## [ABOUT THIS EXERCISE]
Please print the data again exactly as given.
* * * * *
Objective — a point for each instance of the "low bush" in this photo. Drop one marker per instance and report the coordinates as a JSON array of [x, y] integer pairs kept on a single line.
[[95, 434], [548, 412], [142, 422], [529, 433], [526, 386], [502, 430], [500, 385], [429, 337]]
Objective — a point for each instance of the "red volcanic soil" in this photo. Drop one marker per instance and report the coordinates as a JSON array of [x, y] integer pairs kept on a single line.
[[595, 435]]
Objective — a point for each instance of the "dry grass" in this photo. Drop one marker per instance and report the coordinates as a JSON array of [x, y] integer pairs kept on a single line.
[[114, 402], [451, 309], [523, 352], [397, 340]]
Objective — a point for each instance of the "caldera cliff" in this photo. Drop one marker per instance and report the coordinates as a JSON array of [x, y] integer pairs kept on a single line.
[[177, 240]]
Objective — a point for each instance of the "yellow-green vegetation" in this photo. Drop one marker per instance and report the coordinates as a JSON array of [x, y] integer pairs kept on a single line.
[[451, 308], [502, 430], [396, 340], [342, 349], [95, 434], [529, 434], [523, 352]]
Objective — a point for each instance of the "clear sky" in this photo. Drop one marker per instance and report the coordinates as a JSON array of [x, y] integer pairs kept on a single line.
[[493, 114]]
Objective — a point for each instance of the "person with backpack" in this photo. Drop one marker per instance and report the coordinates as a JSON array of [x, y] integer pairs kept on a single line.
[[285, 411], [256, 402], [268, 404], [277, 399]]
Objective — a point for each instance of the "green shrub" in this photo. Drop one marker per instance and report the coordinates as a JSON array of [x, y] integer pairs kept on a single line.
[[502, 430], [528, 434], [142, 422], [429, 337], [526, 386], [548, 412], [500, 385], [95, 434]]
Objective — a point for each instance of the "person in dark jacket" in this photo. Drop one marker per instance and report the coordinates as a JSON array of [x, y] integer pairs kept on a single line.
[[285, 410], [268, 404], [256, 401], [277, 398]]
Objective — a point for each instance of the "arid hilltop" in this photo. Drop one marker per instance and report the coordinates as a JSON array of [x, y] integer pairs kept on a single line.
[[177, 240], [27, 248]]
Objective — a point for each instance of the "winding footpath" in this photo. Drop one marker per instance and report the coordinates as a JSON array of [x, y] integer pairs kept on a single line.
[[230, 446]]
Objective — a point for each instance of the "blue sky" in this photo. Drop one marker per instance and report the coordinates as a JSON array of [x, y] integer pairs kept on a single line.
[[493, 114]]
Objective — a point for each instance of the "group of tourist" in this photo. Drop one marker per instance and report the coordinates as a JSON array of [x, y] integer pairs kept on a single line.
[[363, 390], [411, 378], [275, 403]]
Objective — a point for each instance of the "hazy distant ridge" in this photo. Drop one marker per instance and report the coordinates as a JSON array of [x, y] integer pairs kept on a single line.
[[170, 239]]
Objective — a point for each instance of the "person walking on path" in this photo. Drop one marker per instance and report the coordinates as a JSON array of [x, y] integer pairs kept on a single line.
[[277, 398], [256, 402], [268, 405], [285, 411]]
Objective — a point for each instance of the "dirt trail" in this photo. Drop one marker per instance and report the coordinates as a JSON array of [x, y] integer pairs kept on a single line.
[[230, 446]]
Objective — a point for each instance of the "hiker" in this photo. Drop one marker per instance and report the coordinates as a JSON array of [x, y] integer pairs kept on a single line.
* * * * *
## [SOLUTION]
Objective — a point for each instance of the "low bush" in this photo. Drop one marker per instance and report the coordinates as a JSON array of [x, y] integer pairs kept on a single line.
[[95, 434], [548, 412], [142, 422], [529, 433], [526, 386], [502, 430], [500, 385], [429, 337]]
Objective — a point for each instance of the "red volcanic soil" in this photo. Drop one marker per instance and report the coordinates as a JSON array of [x, y] integer pairs kept on a single line.
[[595, 435]]
Objective — a point for each instance of the "dry grass" in this photo. Drop one marker per instance and report the coordinates as a JSON array of [x, y] integer pairs kept on a single line.
[[114, 402], [451, 309], [523, 352], [397, 340]]
Objective — a point for each instance of the "caldera cliff" in this photo. Drop one marker per instance and report the coordinates as a JSON array of [x, y] integer pairs kept on a single line.
[[177, 240]]
Objective — a point for each instance of the "yellow-green vegetation" in this photo. Drop one marker per instance and report the coordinates as a JSON array of [x, y] integer pairs kept on a single line.
[[451, 308], [502, 430], [396, 340], [342, 349], [95, 434], [529, 434], [523, 352]]
Objective — a point for each instance of the "clear sky" in this photo. Drop one marker per instance and report the coordinates as a JSON array of [x, y] integer pairs kept on a single line.
[[493, 114]]
Objective — a point for each instance of the "person with backpack" in this photo. Drop one marker per instance and report the coordinates as a JSON array of [x, y] integer pairs kept on a single line.
[[285, 411], [256, 402], [268, 404], [277, 399]]
Objective — a point for each instance of the "green shrub" in this photo. Drop one marker per instance and report the coordinates as a JSON array of [x, y] integer pairs kept on a single line.
[[502, 430], [528, 434], [142, 422], [429, 337], [526, 386], [548, 412], [500, 385], [95, 434]]
Objective — a point for each instance of the "person in dark jacket" in this photo. Drop one marker per instance and report the coordinates as a JSON array of [x, y] integer pairs kept on a single line.
[[285, 410], [268, 404], [256, 401], [277, 398]]
Objective — a point for each instance of the "arid hilltop" in this photo. Drop one marker per instance and report the coordinates as a JSON array of [x, y] integer pairs kept on a single line.
[[177, 240], [27, 248]]
Objective — a point for each instance of the "winding footpath" in this photo. Drop one marker per instance and report the coordinates as a JSON array of [x, y] integer pairs kept on a single line.
[[230, 446]]
Objective — a point for each instance of the "blue sky" in this photo. Drop one marker per instance and report the coordinates as a JSON array of [x, y] integer pairs kept on a single line.
[[493, 114]]
Objective — a point for each instance of the "group of tourist" in this photo. Drop one marker per instance and report the coordinates as a JSON array of [x, y] integer pairs kept on a single line.
[[363, 390], [411, 378], [275, 403]]
Objective — a point for each instance of the "hazy distant ridge" in this photo. Drop one marker per instance and report the coordinates as a JSON array of [x, y] integer pairs kept on a single line.
[[170, 239]]
Objective — a point for each instance of the "person walking on path" in this photo. Drop one marker per instance and report the coordinates as a JSON array of [x, y] integer pairs kept on a single line.
[[277, 398], [256, 402], [268, 405], [285, 411]]
Objective — a point for each instance of the "dirt trail" in this photo. Drop one marker per instance and report the coordinates as a JSON array of [x, y] integer pairs kept on a single line.
[[230, 446]]
Objective — a point for each instance of the "hiker" in this photo. Drop one marker per instance and report the coordinates as a JSON array of [x, y] integer pairs kept on a single line.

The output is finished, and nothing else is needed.